**** Provided data
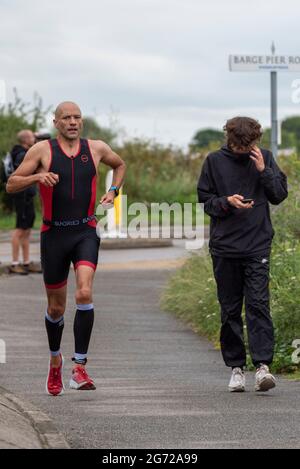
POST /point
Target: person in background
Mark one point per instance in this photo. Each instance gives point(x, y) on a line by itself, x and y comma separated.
point(236, 186)
point(25, 211)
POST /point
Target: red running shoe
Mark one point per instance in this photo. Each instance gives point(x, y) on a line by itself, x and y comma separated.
point(80, 380)
point(54, 384)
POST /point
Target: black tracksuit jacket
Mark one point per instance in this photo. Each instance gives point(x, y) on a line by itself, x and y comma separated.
point(237, 232)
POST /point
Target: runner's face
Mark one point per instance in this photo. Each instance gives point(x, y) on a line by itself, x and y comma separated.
point(69, 123)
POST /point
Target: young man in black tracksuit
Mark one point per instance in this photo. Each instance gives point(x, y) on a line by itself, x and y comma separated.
point(240, 244)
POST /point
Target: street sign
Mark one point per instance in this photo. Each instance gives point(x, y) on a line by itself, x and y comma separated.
point(264, 63)
point(267, 63)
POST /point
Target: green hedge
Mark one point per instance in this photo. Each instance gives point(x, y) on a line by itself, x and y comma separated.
point(191, 292)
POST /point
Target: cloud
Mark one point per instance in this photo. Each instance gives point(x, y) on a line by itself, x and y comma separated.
point(163, 65)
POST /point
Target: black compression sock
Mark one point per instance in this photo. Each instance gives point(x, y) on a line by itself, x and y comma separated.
point(54, 331)
point(83, 325)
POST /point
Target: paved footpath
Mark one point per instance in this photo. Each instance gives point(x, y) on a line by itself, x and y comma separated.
point(159, 385)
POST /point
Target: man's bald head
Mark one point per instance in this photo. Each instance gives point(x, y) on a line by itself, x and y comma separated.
point(66, 107)
point(26, 138)
point(68, 120)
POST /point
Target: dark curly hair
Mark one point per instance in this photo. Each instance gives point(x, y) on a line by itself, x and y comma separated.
point(242, 133)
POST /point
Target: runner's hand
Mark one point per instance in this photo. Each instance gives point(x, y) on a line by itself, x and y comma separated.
point(108, 198)
point(258, 159)
point(235, 201)
point(49, 179)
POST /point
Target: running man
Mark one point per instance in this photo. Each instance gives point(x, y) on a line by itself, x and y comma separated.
point(66, 170)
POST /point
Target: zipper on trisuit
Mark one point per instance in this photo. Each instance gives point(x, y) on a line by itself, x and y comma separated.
point(73, 178)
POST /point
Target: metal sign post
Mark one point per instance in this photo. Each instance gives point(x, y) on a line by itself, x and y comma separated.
point(270, 63)
point(274, 120)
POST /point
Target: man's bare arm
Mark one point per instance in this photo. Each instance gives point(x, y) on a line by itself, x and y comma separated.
point(25, 175)
point(110, 158)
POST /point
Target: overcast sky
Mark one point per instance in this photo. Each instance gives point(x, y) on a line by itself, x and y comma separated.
point(160, 67)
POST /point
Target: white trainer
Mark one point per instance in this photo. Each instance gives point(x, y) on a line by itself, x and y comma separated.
point(264, 380)
point(237, 381)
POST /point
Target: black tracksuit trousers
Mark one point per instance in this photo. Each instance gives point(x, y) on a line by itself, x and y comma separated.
point(238, 279)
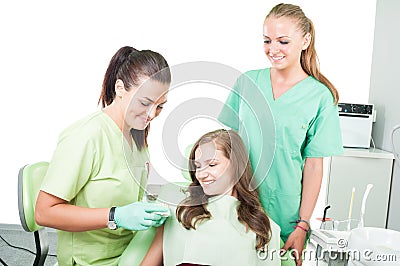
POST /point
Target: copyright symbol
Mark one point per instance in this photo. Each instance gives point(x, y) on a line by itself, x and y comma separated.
point(342, 243)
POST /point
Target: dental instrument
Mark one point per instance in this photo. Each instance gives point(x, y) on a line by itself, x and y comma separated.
point(366, 193)
point(396, 155)
point(351, 207)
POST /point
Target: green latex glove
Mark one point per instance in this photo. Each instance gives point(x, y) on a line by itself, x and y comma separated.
point(139, 215)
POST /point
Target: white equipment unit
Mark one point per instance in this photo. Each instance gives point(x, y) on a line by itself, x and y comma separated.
point(356, 124)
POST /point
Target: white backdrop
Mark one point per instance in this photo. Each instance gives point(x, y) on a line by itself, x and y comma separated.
point(54, 54)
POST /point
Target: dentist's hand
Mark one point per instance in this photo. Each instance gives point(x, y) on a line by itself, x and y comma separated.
point(139, 215)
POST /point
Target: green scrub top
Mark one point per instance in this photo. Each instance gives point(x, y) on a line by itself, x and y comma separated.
point(304, 122)
point(221, 240)
point(94, 167)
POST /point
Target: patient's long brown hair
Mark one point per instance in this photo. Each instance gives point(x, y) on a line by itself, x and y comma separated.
point(250, 212)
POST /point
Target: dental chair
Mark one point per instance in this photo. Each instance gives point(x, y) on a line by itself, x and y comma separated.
point(29, 180)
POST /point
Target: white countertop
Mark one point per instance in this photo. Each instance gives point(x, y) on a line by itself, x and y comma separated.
point(367, 153)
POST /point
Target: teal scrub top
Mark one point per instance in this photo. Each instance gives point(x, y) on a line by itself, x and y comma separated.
point(221, 240)
point(94, 167)
point(280, 134)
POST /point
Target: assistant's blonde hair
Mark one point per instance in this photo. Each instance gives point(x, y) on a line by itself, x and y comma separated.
point(309, 59)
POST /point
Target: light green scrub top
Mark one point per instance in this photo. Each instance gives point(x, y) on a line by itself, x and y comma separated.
point(94, 167)
point(306, 124)
point(221, 240)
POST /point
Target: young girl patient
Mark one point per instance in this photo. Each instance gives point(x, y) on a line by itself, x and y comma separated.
point(221, 222)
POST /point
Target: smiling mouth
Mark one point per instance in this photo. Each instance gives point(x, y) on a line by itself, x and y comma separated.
point(276, 58)
point(208, 182)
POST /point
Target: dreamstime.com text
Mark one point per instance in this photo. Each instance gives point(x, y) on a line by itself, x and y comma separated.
point(328, 254)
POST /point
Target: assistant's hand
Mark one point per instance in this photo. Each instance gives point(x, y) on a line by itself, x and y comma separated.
point(295, 244)
point(139, 215)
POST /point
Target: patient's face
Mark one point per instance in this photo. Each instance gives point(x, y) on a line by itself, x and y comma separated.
point(213, 170)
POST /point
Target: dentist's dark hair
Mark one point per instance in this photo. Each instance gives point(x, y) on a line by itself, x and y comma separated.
point(130, 65)
point(250, 212)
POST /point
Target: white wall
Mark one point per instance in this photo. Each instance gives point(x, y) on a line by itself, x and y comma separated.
point(53, 56)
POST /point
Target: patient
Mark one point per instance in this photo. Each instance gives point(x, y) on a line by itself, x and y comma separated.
point(221, 222)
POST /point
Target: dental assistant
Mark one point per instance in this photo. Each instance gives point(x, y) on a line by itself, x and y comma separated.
point(94, 185)
point(303, 103)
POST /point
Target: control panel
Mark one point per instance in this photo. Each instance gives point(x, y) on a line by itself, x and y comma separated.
point(352, 108)
point(356, 124)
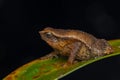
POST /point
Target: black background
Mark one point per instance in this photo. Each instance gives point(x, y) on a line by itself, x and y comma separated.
point(20, 21)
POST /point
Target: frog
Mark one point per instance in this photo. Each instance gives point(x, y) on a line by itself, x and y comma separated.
point(74, 44)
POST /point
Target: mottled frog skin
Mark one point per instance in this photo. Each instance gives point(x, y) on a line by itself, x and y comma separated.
point(75, 44)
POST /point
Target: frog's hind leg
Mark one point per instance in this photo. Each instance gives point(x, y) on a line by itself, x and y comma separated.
point(74, 50)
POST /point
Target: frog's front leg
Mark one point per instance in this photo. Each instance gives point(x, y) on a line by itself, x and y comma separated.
point(74, 51)
point(50, 55)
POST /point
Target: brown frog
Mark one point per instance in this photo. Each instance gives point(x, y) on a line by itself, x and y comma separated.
point(75, 44)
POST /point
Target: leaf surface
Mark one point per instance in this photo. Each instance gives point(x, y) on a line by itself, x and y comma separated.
point(52, 69)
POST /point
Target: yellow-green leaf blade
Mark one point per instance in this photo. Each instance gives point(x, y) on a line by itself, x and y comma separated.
point(52, 69)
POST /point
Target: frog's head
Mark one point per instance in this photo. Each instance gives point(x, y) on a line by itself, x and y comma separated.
point(48, 35)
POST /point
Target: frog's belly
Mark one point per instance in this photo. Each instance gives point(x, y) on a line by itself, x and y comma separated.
point(84, 53)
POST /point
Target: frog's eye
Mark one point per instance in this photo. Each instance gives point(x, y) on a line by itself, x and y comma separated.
point(49, 35)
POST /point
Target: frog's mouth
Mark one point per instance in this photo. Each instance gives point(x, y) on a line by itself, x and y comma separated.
point(47, 36)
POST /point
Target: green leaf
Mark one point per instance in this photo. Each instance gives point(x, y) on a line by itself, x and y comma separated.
point(52, 69)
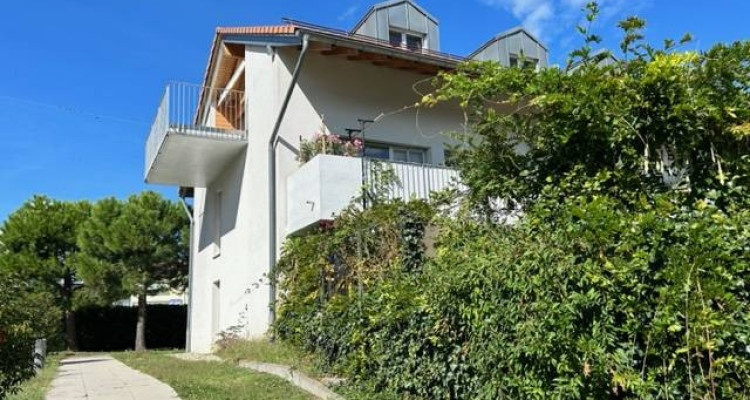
********
* **Problem to solve**:
Count the lines in the items above that contain the word "patient", treating uppercase and lowercase as different, and give only the number.

* **The response**:
4